About this task |
Print each line below verbatim, skipping every picture.

Records for the exercise |
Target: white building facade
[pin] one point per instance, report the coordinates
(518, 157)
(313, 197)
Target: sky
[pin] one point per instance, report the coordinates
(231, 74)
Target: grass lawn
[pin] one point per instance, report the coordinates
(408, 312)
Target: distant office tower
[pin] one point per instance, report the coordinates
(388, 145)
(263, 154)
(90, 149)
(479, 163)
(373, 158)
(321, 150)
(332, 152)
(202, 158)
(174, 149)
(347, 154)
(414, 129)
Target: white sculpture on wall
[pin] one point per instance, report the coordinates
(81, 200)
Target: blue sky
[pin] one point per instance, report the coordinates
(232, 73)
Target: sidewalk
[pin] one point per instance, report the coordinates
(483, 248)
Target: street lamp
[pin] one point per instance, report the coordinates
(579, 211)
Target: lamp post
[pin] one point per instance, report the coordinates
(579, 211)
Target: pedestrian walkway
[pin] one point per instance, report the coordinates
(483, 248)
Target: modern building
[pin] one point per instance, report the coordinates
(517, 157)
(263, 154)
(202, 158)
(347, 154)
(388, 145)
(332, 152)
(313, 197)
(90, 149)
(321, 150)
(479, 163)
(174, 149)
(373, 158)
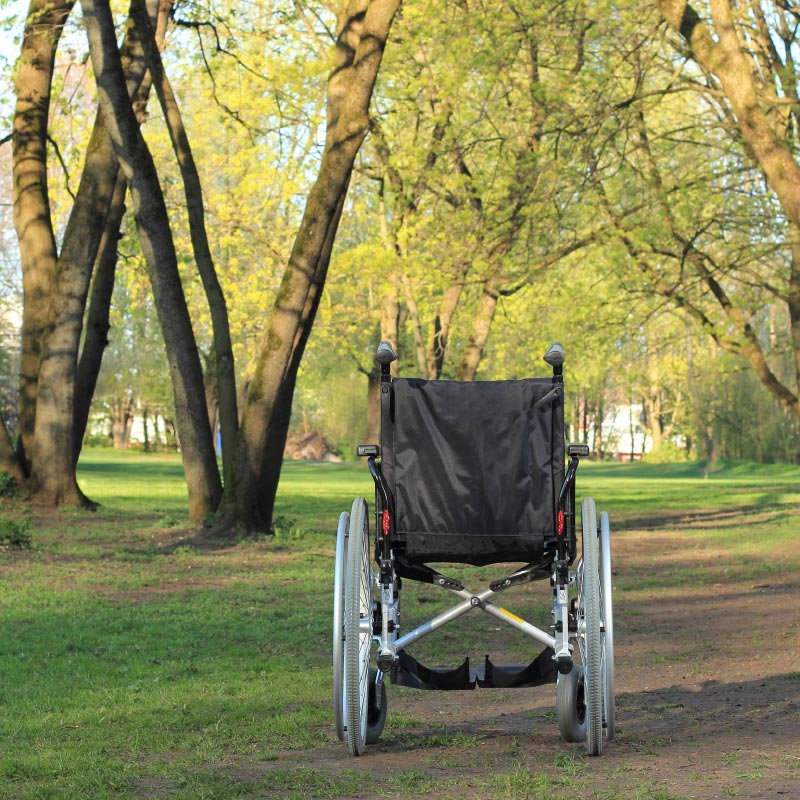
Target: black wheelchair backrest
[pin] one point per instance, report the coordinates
(475, 468)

Solution to this task |
Target: white building facade
[pin] one point per instance, report the coordinates
(518, 157)
(313, 197)
Target: sky
[pin] one point per instance, report the coordinates
(231, 74)
Target: grass lawn
[pin] one point per instance, report the coordinates
(408, 312)
Target: distant office tower
[pin] one point per instance, report the coordinates
(388, 145)
(263, 154)
(90, 149)
(479, 163)
(373, 158)
(321, 150)
(332, 152)
(202, 158)
(174, 149)
(347, 154)
(414, 129)
Target: white sculpture on wall
[pin] one point per instance, report the coordinates
(81, 200)
Target: blue sky
[pin] one point per instance, report the coordinates
(232, 73)
Target: sidewalk
[pin] one point per instance, report the coordinates
(483, 248)
Target: street lamp
[pin] one point per instance, report the coordinates
(579, 211)
Target: lamp post
[pin] one point per instance, report the coordinates
(579, 211)
Target: pedestrian walkway
[pin] one point per instance, report the coordinates
(483, 248)
Target: modern building
[pin] one point per instance, report the coordinates
(517, 157)
(263, 154)
(202, 158)
(347, 154)
(388, 145)
(332, 152)
(313, 197)
(90, 149)
(321, 150)
(479, 163)
(174, 149)
(373, 158)
Target: black wheelchair backrest
[pin] one point per instance, report the coordinates
(475, 468)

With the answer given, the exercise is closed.